▶ [What the exercise asks] Could you turn the data below, from the line containing "Target: black side stripe" through the end, into a numbered list that leaves out blank lines?

▶ [Raw records]
────────────────

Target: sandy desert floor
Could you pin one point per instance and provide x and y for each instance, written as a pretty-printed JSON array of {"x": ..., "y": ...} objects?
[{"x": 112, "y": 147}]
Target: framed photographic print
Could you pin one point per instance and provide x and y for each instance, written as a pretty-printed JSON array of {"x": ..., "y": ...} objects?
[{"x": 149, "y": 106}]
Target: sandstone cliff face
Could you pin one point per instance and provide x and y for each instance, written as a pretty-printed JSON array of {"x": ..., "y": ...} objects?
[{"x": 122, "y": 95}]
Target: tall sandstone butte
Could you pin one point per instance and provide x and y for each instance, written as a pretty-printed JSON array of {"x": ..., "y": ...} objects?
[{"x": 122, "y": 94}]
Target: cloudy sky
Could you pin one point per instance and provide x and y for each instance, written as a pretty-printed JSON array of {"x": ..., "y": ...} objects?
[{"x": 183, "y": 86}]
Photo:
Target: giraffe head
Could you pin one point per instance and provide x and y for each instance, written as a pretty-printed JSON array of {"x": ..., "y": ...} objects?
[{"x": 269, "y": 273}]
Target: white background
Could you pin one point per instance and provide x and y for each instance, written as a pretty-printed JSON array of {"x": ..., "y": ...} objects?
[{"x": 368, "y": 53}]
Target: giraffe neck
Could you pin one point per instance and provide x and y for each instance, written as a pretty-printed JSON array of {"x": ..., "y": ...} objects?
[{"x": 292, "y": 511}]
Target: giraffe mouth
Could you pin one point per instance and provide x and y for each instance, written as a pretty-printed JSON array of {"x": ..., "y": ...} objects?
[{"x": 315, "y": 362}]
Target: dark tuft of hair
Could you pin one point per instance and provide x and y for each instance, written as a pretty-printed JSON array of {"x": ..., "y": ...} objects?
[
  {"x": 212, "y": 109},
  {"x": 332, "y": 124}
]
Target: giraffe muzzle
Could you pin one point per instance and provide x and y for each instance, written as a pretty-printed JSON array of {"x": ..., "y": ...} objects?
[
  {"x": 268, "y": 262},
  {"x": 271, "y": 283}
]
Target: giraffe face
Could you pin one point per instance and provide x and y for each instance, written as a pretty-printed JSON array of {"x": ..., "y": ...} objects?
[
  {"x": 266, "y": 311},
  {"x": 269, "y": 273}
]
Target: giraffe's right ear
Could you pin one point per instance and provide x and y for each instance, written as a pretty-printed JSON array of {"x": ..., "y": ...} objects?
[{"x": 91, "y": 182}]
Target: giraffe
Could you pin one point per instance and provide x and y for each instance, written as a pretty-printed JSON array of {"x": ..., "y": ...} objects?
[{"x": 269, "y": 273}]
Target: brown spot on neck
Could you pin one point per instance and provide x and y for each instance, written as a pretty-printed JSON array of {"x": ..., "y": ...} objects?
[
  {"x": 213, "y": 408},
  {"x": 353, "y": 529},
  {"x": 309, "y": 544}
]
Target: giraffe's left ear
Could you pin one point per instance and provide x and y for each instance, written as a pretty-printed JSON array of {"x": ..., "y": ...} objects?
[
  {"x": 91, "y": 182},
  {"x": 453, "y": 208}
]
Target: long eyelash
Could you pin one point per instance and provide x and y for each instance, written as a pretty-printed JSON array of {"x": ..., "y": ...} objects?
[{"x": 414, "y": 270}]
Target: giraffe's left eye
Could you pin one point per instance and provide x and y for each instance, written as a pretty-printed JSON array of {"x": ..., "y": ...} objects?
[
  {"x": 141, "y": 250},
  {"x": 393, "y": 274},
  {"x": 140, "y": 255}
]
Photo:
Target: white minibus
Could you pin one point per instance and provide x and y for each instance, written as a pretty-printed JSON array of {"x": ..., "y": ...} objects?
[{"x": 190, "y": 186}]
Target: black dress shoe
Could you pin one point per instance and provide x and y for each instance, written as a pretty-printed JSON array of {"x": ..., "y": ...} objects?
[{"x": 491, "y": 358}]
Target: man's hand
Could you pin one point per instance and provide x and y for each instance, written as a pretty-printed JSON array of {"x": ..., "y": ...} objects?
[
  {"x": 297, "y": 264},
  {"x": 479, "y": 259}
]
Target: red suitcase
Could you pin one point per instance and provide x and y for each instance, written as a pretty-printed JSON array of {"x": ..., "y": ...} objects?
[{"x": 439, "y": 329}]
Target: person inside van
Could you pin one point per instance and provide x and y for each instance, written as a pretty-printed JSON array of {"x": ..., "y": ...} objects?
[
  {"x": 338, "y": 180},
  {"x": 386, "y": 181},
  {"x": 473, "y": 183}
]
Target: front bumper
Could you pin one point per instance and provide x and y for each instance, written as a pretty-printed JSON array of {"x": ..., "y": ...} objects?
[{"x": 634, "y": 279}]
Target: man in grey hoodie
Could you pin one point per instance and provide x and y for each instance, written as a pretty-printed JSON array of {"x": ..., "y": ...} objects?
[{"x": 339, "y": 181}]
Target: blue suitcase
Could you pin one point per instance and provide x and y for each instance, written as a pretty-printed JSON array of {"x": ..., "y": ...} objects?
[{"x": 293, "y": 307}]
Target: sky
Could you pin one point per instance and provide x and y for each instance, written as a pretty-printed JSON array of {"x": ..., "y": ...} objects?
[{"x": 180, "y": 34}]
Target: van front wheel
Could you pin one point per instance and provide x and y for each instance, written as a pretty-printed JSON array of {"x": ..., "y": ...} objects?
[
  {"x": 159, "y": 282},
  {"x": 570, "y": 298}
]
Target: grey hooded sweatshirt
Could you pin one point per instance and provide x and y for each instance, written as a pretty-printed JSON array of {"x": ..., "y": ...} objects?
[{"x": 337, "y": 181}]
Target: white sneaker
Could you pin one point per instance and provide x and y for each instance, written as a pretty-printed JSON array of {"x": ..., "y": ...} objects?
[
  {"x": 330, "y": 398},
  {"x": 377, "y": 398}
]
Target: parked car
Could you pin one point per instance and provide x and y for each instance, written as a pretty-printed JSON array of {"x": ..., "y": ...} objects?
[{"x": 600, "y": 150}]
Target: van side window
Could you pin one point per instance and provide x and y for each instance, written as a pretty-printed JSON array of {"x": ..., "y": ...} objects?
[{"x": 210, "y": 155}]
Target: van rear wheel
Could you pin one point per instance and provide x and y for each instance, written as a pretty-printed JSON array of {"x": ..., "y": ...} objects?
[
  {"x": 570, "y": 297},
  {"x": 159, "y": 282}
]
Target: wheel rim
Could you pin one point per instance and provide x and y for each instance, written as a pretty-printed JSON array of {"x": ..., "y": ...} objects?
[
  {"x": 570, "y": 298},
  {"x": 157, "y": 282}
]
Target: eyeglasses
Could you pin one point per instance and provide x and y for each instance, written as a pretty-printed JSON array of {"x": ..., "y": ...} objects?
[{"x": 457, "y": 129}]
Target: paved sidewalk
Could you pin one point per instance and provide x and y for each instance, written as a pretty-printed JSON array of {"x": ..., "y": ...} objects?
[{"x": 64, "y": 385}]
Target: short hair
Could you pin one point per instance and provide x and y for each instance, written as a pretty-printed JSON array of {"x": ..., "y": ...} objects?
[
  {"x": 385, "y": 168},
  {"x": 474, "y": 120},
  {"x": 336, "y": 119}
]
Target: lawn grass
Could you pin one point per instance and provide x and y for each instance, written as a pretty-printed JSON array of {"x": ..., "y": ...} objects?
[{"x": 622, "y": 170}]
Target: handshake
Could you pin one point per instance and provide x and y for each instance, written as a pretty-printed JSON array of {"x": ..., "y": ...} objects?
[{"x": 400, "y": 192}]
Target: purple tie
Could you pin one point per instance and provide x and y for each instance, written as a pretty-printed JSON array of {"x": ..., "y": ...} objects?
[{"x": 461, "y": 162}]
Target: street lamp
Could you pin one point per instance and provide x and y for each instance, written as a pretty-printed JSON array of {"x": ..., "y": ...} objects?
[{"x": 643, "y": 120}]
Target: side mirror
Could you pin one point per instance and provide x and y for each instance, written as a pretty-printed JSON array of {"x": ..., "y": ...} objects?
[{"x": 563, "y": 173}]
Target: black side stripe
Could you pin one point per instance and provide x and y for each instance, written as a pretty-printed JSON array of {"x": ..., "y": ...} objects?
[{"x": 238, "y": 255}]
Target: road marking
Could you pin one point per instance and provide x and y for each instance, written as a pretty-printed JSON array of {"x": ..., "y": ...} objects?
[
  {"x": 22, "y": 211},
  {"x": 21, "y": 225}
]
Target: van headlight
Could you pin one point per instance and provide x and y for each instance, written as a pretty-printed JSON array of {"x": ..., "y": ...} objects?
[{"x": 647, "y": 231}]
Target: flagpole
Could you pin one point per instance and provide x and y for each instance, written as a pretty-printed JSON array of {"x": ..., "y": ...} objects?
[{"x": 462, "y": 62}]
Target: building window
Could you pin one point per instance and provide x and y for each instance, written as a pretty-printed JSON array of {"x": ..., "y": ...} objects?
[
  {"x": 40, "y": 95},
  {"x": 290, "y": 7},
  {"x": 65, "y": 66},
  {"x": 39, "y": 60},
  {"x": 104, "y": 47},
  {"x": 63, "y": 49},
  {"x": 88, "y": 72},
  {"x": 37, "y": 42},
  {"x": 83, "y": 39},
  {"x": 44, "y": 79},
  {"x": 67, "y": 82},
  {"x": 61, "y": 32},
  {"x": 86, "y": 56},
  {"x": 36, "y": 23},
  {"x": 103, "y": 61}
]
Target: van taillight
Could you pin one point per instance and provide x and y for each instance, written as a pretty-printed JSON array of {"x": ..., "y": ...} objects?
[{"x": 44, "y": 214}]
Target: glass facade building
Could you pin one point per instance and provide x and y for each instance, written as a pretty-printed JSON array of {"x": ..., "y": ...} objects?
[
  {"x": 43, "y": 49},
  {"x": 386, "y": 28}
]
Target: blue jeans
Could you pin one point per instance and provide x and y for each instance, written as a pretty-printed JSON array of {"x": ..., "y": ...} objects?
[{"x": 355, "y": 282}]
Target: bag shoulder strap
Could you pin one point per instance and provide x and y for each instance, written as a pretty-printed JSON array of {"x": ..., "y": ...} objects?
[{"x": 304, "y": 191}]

────────────────

▶ [The completed task]
1. Target: black side stripe
2. Could you pin one point per instance and provide x and y for each instance, written as a pretty-printed JSON array of {"x": ..., "y": ...} objects?
3. [{"x": 238, "y": 255}]
4. Target: road marking
5. Could you pin one point per instance and provide x and y for each instance, written as a pretty-printed JSON array of {"x": ..., "y": ...} objects?
6. [
7.   {"x": 22, "y": 211},
8.   {"x": 21, "y": 225}
9. ]
10. Target: van headlight
11. Could you pin one point per instance and provide x and y for each instance, written as a pretty-printed JSON array of {"x": ..., "y": ...} objects?
12. [{"x": 647, "y": 231}]
13. Target: flagpole
14. Could you pin one point per instance and provide x and y for each instance, written as a pretty-printed JSON array of {"x": ..., "y": ...} objects?
15. [{"x": 462, "y": 62}]
16. Target: building window
17. Could you pin one point per instance and provide x and y for each instance, written as a pretty-printed JSON array of {"x": ..., "y": ...} objects?
18. [
19.   {"x": 40, "y": 95},
20.   {"x": 290, "y": 7},
21.   {"x": 65, "y": 66},
22.   {"x": 39, "y": 60},
23.   {"x": 104, "y": 47},
24.   {"x": 63, "y": 49},
25.   {"x": 88, "y": 72},
26.   {"x": 37, "y": 42},
27.   {"x": 83, "y": 39},
28.   {"x": 44, "y": 79},
29.   {"x": 67, "y": 82},
30.   {"x": 61, "y": 32},
31.   {"x": 86, "y": 56},
32.   {"x": 36, "y": 23},
33.   {"x": 103, "y": 61}
34. ]
35. Target: van taillight
36. Could you pin one point per instance and provide x and y for each instance, written as a pretty-printed JSON array of {"x": ..., "y": ...} objects?
37. [{"x": 44, "y": 214}]
38. Target: glass facade building
39. Could you pin one point per instance and provide x and y for each instance, written as a pretty-printed JSON array of {"x": ..., "y": ...} objects?
40. [
41.   {"x": 43, "y": 49},
42.   {"x": 386, "y": 28}
43. ]
44. Target: blue jeans
45. Could you pin one point per instance and provide x and y for each instance, written as a pretty-printed JSON array of {"x": ..., "y": ...} objects?
46. [{"x": 355, "y": 282}]
47. Target: bag shoulder strap
48. Could you pin one point per instance and provide x and y for each instance, written as a pretty-printed JSON array of {"x": ..., "y": ...} objects?
49. [{"x": 304, "y": 191}]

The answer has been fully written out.